According to Weathers (2005, p. 61), the Census Bureau does investigate ways in which its statistical processes may produce errors.  Errors may be random, in which case statistical adjustments can be made or estimates of error can be produced.  Errors may also be nonrandom.  Nonrandom errors are also called systematic errors.  These occur, not because (for example) a predictable percentage of statistical typists will make a predictable percentage of typographical errors as they enter the data, but because some kind of atypical distortion occurs with respect to some particular kind of person or situation.  If, for example, followers of a certain religion were concentrated in a particular county, and if their religion taught that it was wrong to respond to surveys, then there could be a pronounced systematic, nonrandom undercounting of people in that county.  Along these lines, it would certainly seem that people who have physical disabilities that make every task a chore, or mental disabilities that discourage cooperation with governmental surveys they perceive as suspicious, could be systematically undercounted.

> [Input]:

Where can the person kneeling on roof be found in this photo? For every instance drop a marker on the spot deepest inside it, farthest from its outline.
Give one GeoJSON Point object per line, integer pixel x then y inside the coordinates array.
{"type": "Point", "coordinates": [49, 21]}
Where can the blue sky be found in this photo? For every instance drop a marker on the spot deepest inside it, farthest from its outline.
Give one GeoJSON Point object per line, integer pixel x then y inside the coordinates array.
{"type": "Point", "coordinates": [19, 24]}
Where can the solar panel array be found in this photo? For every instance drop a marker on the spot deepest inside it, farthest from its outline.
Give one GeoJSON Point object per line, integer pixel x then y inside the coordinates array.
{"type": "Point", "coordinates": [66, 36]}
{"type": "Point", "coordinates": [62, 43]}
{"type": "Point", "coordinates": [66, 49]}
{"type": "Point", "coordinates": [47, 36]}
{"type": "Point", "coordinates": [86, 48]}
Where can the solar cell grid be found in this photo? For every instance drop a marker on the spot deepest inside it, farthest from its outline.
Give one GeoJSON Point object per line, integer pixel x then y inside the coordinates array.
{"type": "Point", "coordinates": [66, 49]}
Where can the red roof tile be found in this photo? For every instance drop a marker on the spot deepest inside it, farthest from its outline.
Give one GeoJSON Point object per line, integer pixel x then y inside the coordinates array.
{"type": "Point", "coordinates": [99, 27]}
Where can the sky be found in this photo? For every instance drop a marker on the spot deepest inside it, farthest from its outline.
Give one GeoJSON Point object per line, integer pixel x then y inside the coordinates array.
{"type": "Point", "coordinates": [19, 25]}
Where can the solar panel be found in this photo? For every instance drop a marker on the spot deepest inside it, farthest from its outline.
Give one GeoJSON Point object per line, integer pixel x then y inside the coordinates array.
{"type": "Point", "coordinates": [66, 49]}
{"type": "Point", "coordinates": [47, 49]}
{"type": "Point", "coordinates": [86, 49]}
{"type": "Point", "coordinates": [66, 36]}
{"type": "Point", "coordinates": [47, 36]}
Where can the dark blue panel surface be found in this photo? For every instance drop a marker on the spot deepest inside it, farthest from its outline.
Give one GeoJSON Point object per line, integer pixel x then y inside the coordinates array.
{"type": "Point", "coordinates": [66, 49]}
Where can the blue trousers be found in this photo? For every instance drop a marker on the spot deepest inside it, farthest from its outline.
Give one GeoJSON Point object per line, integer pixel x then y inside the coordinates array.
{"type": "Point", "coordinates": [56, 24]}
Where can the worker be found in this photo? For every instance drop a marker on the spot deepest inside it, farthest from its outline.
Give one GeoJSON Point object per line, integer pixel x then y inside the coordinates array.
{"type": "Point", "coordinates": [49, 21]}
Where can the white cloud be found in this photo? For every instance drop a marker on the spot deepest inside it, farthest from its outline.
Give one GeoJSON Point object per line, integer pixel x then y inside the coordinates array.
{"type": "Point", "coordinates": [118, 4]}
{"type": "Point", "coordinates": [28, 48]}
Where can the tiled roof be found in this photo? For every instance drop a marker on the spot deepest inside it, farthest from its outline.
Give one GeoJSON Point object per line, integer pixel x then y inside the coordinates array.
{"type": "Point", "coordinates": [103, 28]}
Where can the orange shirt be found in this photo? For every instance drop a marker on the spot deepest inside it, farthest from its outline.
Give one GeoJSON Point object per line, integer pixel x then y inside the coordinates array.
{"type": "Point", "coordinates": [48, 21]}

> [Task list]:
a. Pick out every line of the entries that contains the word "roof".
b. Continue the passage about census counting errors from its last sentence.

> [The results]:
a.
Where can the person kneeling on roof be found in this photo? For every instance drop a marker on the spot deepest inside it, farthest from its outline.
Where can the red roof tile be found in this photo? For every instance drop a marker on the spot deepest inside it, farthest from its outline.
Where can the tiled roof be found in this photo? For every instance drop a marker on the spot deepest inside it, farthest from its outline.

b.
Weathers (2005, p. 61) indicates that the Census Bureau maintains information on identified systematic errors in the ACS at a page on its website.  A quick search of that webpage finds, at present, no entries pertaining to disabilities.  Weathers (pp. 68-70) does note certain regards, however, in which a redesign of the ACS disability questions resulted in dramatic and potentially erroneous declines in reported disabilities in 2003.  There have been substantial changes in the ACS measurement of disabilities since then.  A subsequent post will discuss those changes.  First, however, the following paragraphs explore the 2003 ACS in light of Weathers's comments, many of which are still applicable and/or have not yet been revisited.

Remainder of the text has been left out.